*Énoncé 1*.
Indiquez si chacune des affirmations suivantes concorde avec le passage choisi en répondant par oui ou par non, avec à l’appui les mots décisifs du passage cités tels quels.
(a) Le «réveil autochtone» date des années 1980.
(b) L’«éthique du futur» repose sur la révision des modes d’utilisation des techniques et des sciences.
(c) Pour l’historiographe, l’autochtonie des premiers peuples est d’abord une identité culturelle.
*Énoncé 2*.
Répondez, s’il vous plaît, aux questions suivantes à partir du passage choisi.
(a) Quelles deux causes donnent à la planète des airs de terre brûlée ?
(b) Dans quel cadre l’autochtonie prend-elle une dimension culturelle ?
(c) Par quoi est caractérisée l’autochtonie que produisent les mouvements issus du «réveil autochtone» ?

*Passage choisi*.
Les figures qui président à la structure du présent ouvrage s’imposent graduellement au XX e siècle pour s’agréger dans l’imaginaire québécois en le diversifiant jusqu’à l’aube du XXI e siècle. Leur pluralité témoigne de la complexité de cet imaginaire sur le plan littéraire, où les figures s’agencent selon des variantes encore à découvrir. Elle prouve qu’il y a de nombreuses façons d’aborder le problème de la crise des identités, liée non seulement à une situation minoritaire et aux malaises de la modernité, mais aussi à une appartenance historiquement en mal d’autochtonie.
Qu’est-ce que l’autochtonie? Selon le point de vue, les significations fluctuent. Le discours écologiste a valorisé notre commune appartenance à une planète qui, en raison de l’exploitation des ressources et du réchauffement climatique, prend des airs apocalyptiques de terre brûlée. Le futur de l’humanité serait ainsi conditionnel au développement de la conscience de notre dépendance à une biosphère envers laquelle doit s’exercer notre responsabilité morale, comme l’a théorisée Hans Jonas. Une «éthique du futur» (Jonas 1998), fondée sur la révision des modes d’utilisation des techniques et des sciences, nous convie à faire la critique des valeurs de production et de consommation de la société industrielle, afin de repenser les conditions de notre enracinement dans une humanité qui se dégrade au même titre que l’environnement. Nous serions tous des autochtones dont le lien avec la Nature est à reconstruire pour assurer notre survie. Dans cette optique, la notion d’autochtonie prend une dimension transculturelle, car elle est porteuse d’une valeur de préservation en ce qui a trait à l’habitat de l’homme et à la diversité des écosystèmes.
Néanmoins, l’autochtonie est en général applicable à des groupes restreints. Pour l’historiographe, l’autochtonie des premiers peuples est d’abord «une identité politique historiquement construite», tout comme le déterminant de la «race qui lui est intimement lié, ou celui d’État» (Gohier 2014: 41). Cela dit, l’autochtonie n’est pas que le résultat d’une construction; elle est aussi un instrument d’affirmation collective. Dans le cadre de l’anthropologie, elle prend une dimension culturelle. Le «réveil autochtone» des années 1970 a conduit à des revendications non seulement territoriales, mais aussi culturelles, lesquelles ont contribué à une réhabilitation d’une différence non occidentale. Ces mouvements «produisent de l’autochtonie» (Beaucage 2009: 224), caractérisée par une demande d’inclusion dans la modernité.

*Données fournies*.
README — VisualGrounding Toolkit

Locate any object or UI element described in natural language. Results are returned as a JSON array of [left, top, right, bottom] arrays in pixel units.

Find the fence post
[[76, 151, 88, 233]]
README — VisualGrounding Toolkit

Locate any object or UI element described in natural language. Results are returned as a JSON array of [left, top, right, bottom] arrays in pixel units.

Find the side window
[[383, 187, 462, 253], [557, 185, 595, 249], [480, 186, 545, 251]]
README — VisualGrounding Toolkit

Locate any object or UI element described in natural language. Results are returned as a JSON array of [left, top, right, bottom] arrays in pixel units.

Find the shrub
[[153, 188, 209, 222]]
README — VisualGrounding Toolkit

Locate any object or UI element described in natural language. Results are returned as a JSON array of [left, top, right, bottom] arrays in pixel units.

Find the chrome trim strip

---

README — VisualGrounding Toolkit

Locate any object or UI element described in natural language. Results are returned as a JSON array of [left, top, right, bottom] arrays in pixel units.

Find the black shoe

...

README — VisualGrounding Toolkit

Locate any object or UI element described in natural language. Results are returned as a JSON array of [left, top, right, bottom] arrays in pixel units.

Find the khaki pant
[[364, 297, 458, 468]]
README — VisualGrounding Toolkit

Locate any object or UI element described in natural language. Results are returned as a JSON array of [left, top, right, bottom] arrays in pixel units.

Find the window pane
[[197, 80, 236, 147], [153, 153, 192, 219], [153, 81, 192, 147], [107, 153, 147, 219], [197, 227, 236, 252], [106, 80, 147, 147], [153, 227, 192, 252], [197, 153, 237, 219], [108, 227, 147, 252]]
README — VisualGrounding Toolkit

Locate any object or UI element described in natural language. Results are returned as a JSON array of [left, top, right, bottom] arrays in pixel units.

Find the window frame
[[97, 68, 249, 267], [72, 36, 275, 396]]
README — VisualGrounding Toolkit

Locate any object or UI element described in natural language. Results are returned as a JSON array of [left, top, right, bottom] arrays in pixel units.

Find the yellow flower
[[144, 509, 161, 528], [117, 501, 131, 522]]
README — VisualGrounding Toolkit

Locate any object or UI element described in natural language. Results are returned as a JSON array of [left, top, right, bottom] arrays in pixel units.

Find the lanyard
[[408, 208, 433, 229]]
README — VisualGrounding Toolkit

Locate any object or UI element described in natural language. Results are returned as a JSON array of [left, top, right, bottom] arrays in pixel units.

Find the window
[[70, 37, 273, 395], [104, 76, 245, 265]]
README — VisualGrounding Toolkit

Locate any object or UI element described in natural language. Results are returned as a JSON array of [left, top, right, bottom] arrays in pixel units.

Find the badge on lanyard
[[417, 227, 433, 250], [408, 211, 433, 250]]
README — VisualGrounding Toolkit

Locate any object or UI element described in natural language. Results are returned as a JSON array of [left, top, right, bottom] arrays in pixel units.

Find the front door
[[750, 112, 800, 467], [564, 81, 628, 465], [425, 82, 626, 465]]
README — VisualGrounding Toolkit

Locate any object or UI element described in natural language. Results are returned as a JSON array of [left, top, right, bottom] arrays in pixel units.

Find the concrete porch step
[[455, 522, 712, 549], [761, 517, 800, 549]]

*Corrigé 1*.
(a) Non : “Le «réveil autochtone» des années 1970 a conduit à des revendications non seulement territoriales, mais aussi culturelles”.
(b) Oui : “Une «éthique du futur» (Jonas 1998), fondée sur la révision des modes d’utilisation des techniques et des sciences”.
(c) Non : “Pour l’historiographe, l’autochtonie des premiers peuples est d’abord «une identité politique historiquement construite»”.

*Corrigé 2*.
(a) L’exploitation des ressources et le réchauffement climatique.
(b) Dans le cadre de l’anthropologie.
(c) Par une demande d’inclusion dans la modernité.